** Start Supplied entries **

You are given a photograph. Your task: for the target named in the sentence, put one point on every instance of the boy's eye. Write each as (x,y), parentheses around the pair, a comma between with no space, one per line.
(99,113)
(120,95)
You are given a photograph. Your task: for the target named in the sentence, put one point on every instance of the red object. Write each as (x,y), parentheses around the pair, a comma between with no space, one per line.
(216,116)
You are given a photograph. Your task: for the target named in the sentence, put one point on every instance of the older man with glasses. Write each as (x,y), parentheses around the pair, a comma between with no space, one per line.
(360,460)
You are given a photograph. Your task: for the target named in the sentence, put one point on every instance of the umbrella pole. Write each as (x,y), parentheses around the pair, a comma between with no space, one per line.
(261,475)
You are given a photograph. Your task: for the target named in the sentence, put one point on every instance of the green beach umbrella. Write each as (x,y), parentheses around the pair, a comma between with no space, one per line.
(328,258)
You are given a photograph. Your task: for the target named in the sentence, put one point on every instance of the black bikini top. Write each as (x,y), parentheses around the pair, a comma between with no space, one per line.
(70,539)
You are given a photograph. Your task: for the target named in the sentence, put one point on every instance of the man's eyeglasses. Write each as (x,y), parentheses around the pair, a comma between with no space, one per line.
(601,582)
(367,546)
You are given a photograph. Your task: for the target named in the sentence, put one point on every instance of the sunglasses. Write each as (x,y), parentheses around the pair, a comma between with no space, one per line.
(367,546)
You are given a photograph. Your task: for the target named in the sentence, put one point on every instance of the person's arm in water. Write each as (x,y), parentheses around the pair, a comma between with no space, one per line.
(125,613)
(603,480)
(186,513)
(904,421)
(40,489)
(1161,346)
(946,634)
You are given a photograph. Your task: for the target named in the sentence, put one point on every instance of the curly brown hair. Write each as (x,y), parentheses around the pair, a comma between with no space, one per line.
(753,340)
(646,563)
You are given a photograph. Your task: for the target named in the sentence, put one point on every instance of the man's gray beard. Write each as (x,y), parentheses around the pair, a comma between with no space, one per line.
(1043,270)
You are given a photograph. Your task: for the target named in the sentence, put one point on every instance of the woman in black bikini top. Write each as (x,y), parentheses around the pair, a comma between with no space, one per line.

** End Supplied entries **

- _Prompt_
Copy word for word the rows from the one containing "the man's gray" through the final row above.

- _Reply to the exercise_
You are given a photograph. Your task: for the target named in the sentence, put one point on every instance of the man's gray beard. Write each as (x,y), parentheses around the pair, a comma between with no space, one per line.
(1043,270)
You are given a photograph. Your task: for the target named in the sentence, put one point on every instance of the woman in black bikini top. Write each as (x,y), parentheses around the pair, a comma between with no space, one per line.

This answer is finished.